• _Page excerpt_:
________________

[<prev] [next>] [<thread-prev] [thread-next>] [day] [month] [year] [list]
Message-ID: <e000b124-afd4-28e1-fde2-393b0e38ce19@amd.com>
Date: Wed, 15 Jun 2022 19:49:22 +0530
From: K Prateek Nayak <kprateek.nayak@....com>
To: Yicong Yang <yangyicong@...ilicon.com>, peterz@...radead.org,
mingo@...hat.com, juri.lelli@...hat.com,
vincent.guittot@...aro.org, tim.c.chen@...ux.intel.com,
gautham.shenoy@....com, linux-kernel@...r.kernel.org,
linux-arm-kernel@...ts.infradead.org
Cc: dietmar.eggemann@....com, rostedt@...dmis.org, bsegall@...gle.com,
bristot@...hat.com, prime.zeng@...wei.com,
jonathan.cameron@...wei.com, ego@...ux.vnet.ibm.com,
srikar@...ux.vnet.ibm.com, linuxarm@...wei.com, 21cnbao@...il.com,
guodong.xu@...aro.org, hesham.almatary@...wei.com,
john.garry@...wei.com, shenyang39@...wei.com
Subject: Re: [PATCH v4 1/2] sched: Add per_cpu cluster domain info and
cpus_share_resources API
Hello Yicong,
I replied to the v3 of the series by mistake!
(https://lore.kernel.org/lkml/0b065646-5b05-cbdb-b20c-e1dfef3f4d79@amd.com/)

________________

• _Data supplied_:
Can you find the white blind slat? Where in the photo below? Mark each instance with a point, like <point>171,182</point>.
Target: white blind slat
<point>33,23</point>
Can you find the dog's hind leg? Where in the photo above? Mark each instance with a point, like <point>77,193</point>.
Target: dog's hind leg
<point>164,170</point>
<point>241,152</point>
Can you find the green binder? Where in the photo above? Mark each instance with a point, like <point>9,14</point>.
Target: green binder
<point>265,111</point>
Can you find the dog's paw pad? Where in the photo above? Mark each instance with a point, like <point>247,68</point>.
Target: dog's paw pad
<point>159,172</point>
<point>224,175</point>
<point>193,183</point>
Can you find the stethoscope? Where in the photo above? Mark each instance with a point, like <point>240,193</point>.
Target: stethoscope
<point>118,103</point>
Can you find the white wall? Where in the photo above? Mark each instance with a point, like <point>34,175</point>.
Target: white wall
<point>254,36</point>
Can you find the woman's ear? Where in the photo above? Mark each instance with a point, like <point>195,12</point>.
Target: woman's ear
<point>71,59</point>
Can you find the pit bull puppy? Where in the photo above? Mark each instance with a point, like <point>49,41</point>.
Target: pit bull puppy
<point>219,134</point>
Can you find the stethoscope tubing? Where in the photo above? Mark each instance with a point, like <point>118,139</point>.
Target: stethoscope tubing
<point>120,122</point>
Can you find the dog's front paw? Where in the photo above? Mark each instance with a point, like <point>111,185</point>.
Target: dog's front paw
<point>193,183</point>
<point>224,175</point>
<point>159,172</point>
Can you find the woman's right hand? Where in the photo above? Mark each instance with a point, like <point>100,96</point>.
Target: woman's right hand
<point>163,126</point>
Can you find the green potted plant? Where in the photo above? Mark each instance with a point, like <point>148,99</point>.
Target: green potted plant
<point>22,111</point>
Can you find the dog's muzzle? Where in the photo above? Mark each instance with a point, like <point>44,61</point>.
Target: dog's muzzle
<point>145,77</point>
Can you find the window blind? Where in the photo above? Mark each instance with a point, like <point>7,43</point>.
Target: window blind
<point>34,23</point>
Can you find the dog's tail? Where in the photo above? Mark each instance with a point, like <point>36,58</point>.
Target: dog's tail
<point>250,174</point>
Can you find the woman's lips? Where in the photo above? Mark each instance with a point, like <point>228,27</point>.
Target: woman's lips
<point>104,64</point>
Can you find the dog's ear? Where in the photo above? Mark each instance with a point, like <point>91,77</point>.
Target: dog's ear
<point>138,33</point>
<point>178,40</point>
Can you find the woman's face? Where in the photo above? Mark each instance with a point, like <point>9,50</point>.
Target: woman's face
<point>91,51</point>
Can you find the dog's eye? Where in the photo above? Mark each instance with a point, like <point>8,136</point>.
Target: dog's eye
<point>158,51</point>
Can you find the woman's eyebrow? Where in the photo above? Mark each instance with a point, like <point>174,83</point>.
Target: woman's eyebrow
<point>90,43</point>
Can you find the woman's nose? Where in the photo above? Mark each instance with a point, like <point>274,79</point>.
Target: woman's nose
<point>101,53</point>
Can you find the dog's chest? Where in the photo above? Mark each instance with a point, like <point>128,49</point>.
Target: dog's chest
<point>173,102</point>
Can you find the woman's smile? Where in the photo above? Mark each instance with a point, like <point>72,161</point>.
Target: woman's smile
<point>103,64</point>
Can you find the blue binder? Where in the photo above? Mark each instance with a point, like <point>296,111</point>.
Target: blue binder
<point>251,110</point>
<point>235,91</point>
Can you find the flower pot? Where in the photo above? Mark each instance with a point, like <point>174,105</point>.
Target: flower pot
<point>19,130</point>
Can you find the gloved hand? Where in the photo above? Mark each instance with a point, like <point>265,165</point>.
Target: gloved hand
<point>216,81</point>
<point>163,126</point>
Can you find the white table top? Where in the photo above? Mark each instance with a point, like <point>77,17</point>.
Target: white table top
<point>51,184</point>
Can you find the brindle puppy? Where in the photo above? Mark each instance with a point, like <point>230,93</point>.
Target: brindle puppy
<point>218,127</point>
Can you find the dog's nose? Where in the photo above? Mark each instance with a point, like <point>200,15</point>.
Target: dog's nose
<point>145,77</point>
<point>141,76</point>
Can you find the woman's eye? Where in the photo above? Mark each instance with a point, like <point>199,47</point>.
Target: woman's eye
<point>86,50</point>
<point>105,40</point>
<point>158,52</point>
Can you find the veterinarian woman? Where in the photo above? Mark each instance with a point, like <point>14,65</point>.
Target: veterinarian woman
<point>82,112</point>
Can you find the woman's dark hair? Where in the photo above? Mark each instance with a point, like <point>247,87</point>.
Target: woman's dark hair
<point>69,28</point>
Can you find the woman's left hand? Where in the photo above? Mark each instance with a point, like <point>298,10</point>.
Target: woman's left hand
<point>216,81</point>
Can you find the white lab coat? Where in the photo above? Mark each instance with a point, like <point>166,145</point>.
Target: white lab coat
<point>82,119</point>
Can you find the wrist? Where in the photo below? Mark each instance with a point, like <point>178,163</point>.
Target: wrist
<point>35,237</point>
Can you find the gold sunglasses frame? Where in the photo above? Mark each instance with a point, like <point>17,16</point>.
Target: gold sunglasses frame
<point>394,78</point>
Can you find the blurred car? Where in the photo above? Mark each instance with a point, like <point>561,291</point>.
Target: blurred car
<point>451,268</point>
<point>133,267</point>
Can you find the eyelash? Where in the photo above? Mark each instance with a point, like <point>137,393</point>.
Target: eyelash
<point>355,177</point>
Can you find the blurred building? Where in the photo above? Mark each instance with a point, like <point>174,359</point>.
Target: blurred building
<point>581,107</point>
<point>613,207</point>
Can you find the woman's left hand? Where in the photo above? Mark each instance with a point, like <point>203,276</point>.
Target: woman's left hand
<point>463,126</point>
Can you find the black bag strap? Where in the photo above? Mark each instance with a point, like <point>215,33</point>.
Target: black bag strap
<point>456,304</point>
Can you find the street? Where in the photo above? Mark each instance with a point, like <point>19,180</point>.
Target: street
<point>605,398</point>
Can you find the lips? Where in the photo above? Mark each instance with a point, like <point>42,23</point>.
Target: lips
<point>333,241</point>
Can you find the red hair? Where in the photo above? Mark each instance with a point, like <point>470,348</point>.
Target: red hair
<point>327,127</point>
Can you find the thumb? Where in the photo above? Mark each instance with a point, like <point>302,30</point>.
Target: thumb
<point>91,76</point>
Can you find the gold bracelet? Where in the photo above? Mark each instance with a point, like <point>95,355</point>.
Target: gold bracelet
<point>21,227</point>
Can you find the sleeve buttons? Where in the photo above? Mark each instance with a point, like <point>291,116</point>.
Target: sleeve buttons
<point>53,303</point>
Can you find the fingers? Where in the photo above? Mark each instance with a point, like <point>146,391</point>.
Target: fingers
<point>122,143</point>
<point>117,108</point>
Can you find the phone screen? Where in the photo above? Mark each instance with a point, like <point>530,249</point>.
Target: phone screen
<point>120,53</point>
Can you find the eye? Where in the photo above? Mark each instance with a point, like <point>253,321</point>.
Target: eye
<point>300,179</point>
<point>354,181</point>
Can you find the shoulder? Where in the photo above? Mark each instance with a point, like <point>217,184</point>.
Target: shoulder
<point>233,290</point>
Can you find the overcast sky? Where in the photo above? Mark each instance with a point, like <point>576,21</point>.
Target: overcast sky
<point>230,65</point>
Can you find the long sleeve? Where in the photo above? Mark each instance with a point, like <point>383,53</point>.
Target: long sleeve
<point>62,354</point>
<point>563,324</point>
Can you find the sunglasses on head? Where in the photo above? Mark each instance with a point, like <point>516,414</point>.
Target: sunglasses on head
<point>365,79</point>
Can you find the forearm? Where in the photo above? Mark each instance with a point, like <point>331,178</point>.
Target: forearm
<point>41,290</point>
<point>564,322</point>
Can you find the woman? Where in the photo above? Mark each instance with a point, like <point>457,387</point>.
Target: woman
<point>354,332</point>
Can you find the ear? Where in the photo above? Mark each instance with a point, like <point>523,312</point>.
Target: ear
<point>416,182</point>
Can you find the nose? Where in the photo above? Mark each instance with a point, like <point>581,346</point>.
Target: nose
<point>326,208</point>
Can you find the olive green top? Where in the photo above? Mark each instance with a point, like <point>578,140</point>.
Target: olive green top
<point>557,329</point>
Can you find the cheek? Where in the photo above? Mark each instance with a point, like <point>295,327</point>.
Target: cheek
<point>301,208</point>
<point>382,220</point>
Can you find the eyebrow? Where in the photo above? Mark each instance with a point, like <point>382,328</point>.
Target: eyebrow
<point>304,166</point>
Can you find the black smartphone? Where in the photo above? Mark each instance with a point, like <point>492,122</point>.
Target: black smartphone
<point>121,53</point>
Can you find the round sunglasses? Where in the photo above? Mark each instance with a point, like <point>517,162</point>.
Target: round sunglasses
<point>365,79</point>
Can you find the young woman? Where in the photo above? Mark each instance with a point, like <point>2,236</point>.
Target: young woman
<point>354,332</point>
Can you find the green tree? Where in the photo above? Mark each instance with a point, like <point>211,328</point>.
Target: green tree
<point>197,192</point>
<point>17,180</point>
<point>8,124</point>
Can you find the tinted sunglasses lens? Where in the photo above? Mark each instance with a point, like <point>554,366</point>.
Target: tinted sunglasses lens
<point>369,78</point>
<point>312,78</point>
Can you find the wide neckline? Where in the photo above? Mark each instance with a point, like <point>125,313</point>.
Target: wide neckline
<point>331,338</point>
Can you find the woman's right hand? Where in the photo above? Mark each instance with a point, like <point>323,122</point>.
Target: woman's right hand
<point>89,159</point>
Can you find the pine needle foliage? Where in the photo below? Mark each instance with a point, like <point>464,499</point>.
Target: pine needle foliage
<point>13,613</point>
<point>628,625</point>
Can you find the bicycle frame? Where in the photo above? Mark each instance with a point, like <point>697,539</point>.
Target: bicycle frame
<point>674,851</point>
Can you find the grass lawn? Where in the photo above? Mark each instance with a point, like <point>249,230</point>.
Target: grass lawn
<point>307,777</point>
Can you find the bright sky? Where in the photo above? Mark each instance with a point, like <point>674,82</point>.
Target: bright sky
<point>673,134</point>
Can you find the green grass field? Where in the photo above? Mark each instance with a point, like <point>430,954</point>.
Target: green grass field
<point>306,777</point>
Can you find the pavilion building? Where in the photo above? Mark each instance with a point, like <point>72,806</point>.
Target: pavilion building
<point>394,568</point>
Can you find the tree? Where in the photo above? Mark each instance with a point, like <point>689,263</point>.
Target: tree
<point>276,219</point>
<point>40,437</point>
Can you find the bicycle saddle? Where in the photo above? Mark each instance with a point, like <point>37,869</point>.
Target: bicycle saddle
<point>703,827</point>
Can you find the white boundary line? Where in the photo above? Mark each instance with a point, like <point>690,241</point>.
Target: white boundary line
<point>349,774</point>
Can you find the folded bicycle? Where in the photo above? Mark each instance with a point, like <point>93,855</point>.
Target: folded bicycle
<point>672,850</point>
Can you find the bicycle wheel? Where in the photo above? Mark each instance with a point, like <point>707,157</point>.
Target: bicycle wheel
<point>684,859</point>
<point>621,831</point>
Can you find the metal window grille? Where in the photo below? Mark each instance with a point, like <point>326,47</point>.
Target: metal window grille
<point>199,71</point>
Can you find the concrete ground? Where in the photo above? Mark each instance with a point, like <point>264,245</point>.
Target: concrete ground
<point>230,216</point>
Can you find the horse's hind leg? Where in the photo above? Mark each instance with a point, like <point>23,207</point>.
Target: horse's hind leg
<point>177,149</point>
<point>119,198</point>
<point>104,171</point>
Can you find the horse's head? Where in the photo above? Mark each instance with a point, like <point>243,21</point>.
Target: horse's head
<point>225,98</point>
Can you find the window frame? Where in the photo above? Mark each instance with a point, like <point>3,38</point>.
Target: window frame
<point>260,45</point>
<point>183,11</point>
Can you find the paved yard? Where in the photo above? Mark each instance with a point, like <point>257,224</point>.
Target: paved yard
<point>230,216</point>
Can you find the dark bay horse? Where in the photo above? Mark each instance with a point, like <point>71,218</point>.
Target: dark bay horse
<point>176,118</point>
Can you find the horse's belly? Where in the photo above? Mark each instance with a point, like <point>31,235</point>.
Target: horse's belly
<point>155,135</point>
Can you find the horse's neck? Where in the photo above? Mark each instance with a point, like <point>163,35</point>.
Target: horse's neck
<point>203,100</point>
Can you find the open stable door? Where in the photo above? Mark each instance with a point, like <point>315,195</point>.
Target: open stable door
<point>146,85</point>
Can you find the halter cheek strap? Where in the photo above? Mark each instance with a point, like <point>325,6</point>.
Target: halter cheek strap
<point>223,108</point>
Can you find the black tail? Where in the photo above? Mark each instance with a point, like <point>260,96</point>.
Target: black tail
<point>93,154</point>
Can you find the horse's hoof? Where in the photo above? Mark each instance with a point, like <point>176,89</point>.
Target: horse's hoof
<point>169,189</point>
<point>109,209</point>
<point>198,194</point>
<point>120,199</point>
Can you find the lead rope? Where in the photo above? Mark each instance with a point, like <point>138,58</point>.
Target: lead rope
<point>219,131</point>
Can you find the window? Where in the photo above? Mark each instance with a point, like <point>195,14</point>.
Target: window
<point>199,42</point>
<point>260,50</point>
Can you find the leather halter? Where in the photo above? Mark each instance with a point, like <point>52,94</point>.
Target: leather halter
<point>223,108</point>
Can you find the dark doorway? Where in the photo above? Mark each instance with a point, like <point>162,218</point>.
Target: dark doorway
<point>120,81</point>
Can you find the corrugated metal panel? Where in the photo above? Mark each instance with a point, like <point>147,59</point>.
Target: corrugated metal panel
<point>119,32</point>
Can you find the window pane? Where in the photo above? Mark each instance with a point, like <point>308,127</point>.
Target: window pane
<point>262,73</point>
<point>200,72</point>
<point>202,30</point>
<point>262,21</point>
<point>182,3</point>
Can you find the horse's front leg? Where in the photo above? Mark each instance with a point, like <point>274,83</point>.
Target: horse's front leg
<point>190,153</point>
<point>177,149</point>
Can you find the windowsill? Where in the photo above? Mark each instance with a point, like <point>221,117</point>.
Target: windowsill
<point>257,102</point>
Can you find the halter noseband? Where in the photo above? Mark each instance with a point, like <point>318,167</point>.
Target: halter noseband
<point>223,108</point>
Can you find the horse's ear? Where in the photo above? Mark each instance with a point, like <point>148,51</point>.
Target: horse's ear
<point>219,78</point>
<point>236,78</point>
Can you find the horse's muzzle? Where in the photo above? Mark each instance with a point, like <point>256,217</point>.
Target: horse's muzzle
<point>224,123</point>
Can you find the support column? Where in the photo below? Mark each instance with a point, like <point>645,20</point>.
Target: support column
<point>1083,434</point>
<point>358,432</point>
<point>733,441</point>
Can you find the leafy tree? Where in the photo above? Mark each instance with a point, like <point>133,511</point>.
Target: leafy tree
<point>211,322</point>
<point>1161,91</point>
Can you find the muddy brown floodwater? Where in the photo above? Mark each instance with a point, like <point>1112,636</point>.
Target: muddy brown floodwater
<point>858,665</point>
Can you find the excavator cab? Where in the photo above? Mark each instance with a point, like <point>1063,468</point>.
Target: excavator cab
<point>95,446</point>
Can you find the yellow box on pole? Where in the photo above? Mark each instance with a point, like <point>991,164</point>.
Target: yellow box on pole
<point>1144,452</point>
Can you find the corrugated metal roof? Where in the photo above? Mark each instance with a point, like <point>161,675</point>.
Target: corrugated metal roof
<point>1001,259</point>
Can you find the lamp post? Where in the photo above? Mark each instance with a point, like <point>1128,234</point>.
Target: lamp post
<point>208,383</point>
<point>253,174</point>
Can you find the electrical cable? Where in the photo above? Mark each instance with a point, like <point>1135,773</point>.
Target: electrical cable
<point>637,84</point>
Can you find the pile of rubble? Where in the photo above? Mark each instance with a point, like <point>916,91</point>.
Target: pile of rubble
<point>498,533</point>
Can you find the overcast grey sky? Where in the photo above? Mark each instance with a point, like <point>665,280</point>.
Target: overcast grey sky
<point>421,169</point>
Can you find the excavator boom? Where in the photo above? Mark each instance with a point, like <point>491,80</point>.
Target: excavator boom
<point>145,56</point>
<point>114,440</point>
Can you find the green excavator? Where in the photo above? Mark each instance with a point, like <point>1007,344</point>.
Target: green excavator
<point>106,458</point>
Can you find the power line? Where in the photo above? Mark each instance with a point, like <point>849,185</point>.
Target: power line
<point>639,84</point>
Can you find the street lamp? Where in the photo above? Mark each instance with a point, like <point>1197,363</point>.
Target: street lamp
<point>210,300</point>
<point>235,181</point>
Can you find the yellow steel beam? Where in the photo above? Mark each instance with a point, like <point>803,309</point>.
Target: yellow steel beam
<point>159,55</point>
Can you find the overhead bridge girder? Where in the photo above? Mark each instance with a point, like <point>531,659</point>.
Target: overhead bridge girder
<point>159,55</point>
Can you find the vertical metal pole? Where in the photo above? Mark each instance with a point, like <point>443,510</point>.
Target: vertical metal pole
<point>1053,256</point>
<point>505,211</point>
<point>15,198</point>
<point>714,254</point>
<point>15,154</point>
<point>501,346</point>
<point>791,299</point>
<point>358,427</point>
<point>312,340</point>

________________

• _Instruction_: In the mailing-list message, which version of the patch series did the writer say they had replied to by mistake?

• _Complete answer_: The v3 of the series.